Problem statement:
Rewrite the lines below with every "Traced" changed to "Outlined" and nothing else altered.
**** Data section ****
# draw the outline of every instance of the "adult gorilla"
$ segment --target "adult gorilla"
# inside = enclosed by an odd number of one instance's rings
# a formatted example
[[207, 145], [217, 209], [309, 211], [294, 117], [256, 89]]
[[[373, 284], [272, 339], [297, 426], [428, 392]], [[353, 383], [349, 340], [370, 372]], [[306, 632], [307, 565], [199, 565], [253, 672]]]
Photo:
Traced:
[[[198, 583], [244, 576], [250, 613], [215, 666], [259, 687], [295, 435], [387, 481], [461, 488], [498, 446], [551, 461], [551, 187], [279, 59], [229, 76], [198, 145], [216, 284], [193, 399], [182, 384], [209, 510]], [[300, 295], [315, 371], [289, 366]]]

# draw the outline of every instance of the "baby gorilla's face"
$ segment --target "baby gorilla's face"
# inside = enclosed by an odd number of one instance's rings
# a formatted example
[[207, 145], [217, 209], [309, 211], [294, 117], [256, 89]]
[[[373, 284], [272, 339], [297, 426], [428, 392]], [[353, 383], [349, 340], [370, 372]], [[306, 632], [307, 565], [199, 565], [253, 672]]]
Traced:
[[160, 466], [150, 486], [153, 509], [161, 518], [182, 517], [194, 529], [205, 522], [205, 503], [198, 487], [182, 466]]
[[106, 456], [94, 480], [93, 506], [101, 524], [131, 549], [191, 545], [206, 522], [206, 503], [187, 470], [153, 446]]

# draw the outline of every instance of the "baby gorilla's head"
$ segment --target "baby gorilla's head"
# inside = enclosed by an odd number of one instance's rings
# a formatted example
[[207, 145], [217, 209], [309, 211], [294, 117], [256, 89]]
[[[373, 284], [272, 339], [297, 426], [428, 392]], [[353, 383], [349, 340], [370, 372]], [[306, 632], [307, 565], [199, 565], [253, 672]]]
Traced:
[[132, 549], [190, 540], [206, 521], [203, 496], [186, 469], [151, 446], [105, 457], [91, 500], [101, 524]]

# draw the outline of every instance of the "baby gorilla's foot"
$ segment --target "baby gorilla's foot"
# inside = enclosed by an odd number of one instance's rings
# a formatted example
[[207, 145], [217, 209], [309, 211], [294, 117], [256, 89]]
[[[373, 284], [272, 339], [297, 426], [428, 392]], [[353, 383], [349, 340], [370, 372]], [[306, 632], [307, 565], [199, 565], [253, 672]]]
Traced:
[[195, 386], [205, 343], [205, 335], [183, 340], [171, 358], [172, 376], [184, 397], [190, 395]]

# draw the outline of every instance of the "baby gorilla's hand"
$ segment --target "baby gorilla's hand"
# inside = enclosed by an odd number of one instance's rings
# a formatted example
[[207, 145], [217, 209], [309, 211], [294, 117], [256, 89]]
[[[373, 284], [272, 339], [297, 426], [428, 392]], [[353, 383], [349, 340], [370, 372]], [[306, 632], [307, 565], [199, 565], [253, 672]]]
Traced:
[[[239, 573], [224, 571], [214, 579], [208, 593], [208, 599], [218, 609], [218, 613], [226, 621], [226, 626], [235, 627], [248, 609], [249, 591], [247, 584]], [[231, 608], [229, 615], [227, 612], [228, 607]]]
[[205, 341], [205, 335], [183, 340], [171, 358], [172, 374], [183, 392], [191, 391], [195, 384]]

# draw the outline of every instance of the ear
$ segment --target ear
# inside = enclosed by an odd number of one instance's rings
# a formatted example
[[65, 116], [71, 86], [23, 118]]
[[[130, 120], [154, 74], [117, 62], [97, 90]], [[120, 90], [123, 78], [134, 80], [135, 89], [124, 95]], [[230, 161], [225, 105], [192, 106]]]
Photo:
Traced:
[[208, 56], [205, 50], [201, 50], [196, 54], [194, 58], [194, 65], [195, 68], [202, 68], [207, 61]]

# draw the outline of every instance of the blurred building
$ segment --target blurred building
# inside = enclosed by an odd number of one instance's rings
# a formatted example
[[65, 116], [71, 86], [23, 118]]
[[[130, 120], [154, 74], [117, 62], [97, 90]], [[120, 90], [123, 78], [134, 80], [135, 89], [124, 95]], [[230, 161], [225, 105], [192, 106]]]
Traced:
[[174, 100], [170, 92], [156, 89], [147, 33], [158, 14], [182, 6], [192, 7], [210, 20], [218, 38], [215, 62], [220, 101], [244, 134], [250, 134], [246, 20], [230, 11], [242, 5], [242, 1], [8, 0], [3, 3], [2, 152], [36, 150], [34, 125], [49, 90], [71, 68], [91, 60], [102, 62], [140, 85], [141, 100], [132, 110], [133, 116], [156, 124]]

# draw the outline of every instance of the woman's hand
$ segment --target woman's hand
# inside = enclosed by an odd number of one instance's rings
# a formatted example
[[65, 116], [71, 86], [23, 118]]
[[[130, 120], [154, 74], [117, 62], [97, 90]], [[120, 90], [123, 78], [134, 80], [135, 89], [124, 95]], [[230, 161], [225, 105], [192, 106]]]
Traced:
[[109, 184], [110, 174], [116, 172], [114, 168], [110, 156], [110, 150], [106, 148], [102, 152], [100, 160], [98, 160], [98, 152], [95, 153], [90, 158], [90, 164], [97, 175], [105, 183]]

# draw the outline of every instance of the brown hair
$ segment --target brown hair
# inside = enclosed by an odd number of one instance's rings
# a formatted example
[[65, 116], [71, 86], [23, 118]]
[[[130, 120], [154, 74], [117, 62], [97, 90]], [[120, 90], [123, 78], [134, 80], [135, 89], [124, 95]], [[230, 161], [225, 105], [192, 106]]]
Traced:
****
Exercise response:
# draw the outline of every instance of the "adult gorilla"
$ segment --target "adult gorilla"
# inside = enclosed by an odd number of one instance's rings
# a formatted example
[[207, 145], [217, 209], [309, 211], [294, 117], [256, 89]]
[[[373, 284], [272, 339], [297, 426], [428, 392]], [[353, 383], [349, 340], [370, 372]], [[306, 632], [307, 565], [199, 565], [253, 672]]]
Photo:
Outlined:
[[[198, 583], [244, 576], [250, 613], [215, 666], [259, 687], [295, 435], [387, 481], [461, 488], [498, 446], [551, 461], [551, 187], [279, 59], [229, 76], [198, 145], [216, 284], [193, 399], [182, 384], [209, 510]], [[300, 295], [315, 371], [289, 366]]]

# draw the outline of every instance of the "baby gorilla's face"
$ segment --target "baby gorilla's face"
# inside = enclosed by an odd number of one instance's rings
# a formatted example
[[207, 145], [217, 209], [309, 211], [294, 117], [256, 89]]
[[[373, 284], [272, 339], [297, 426], [428, 392]], [[353, 383], [349, 340], [370, 372]], [[306, 632], [307, 565], [199, 565], [253, 672]]]
Outlined:
[[160, 466], [150, 486], [153, 509], [161, 518], [182, 517], [194, 529], [205, 522], [205, 503], [198, 487], [182, 466]]
[[106, 456], [94, 480], [93, 506], [101, 524], [131, 549], [191, 545], [206, 522], [206, 503], [187, 470], [153, 446]]

# draw the outline of every instance of the "baby gorilla's head"
$ segment --target "baby gorilla's head"
# inside = enclosed by an odd number of one instance's rings
# a formatted example
[[207, 145], [217, 209], [309, 211], [294, 117], [256, 89]]
[[[373, 284], [272, 339], [297, 426], [428, 392]], [[353, 383], [349, 340], [370, 372]], [[306, 632], [307, 565], [199, 565], [253, 672]]]
Outlined:
[[132, 549], [190, 540], [206, 521], [203, 496], [186, 469], [151, 446], [105, 457], [91, 500], [101, 524]]

# draw the outline of every instance of the "baby gorilla's foot"
$ segment --target "baby gorilla's foot"
# inside = enclosed by an odd number of one instance's rings
# a formatted example
[[207, 145], [217, 209], [309, 211], [294, 117], [256, 89]]
[[[373, 284], [272, 339], [297, 426], [428, 392]], [[353, 383], [349, 340], [370, 372]], [[306, 632], [307, 565], [199, 565], [253, 672]]]
Outlined:
[[195, 386], [205, 343], [205, 335], [183, 340], [171, 358], [172, 376], [184, 397], [190, 395]]

# draw the outline of every instance of the "baby gorilla's hand"
$ segment --target "baby gorilla's hand"
# inside = enclosed by an odd number of one instance's rings
# a formatted example
[[207, 145], [217, 209], [309, 211], [294, 117], [256, 89]]
[[[373, 284], [272, 339], [297, 426], [428, 392]], [[353, 383], [349, 340], [370, 372]], [[306, 632], [307, 565], [199, 565], [253, 672]]]
Outlined:
[[[239, 573], [224, 571], [214, 579], [208, 593], [208, 599], [218, 609], [218, 613], [226, 621], [226, 626], [235, 627], [248, 609], [249, 591], [247, 584]], [[231, 608], [229, 615], [227, 612], [228, 607]]]
[[205, 341], [205, 335], [183, 340], [171, 358], [172, 374], [183, 392], [191, 391], [195, 384]]

# draw the outline of every instance of the ear
$ segment --target ear
# inside = enclosed by an odd number of one instance's rings
# a formatted example
[[65, 116], [71, 86], [23, 118]]
[[[130, 120], [154, 74], [117, 62], [97, 90]], [[120, 90], [123, 78], [134, 80], [135, 89], [124, 95]], [[230, 161], [225, 105], [192, 106]]]
Photo:
Outlined:
[[208, 56], [205, 50], [201, 50], [196, 54], [194, 58], [194, 65], [195, 68], [202, 68], [207, 61]]

# draw the outline of every instance of the blurred building
$ segment --target blurred building
# inside = enclosed by an odd number of one instance's rings
# a formatted example
[[65, 116], [71, 86], [23, 118]]
[[[130, 120], [154, 74], [117, 62], [97, 90]], [[120, 90], [123, 78], [134, 80], [135, 89], [124, 95]], [[230, 161], [225, 105], [192, 106]]]
Outlined:
[[174, 100], [170, 92], [156, 89], [147, 33], [158, 14], [182, 6], [192, 7], [210, 20], [218, 38], [215, 62], [220, 101], [244, 134], [250, 134], [246, 20], [230, 11], [242, 5], [242, 1], [8, 0], [3, 3], [2, 152], [36, 150], [34, 125], [49, 90], [71, 68], [91, 60], [102, 62], [140, 85], [141, 100], [132, 110], [133, 116], [156, 124]]

# draw the outline of every instance of the woman's hand
$ segment --target woman's hand
# inside = enclosed by an odd number of one instance's rings
# a formatted example
[[65, 116], [71, 86], [23, 118]]
[[[130, 120], [154, 74], [117, 62], [97, 90]], [[120, 90], [123, 78], [134, 80], [135, 89], [124, 95]], [[230, 161], [225, 105], [192, 106]]]
Outlined:
[[109, 184], [110, 174], [116, 172], [114, 168], [110, 156], [110, 150], [106, 148], [102, 152], [100, 160], [98, 160], [98, 152], [95, 153], [90, 158], [90, 164], [97, 175], [105, 183]]

# draw the outline of every instance of the brown hair
$ segment --target brown hair
# inside = enclosed by an odd number of one instance's rings
# a formatted example
[[65, 116], [71, 86], [23, 118]]
[[[130, 120], [154, 74], [117, 62], [97, 90]], [[120, 90], [123, 78], [134, 80], [135, 89], [124, 95]], [[230, 161], [225, 105], [192, 106]]]
Outlined:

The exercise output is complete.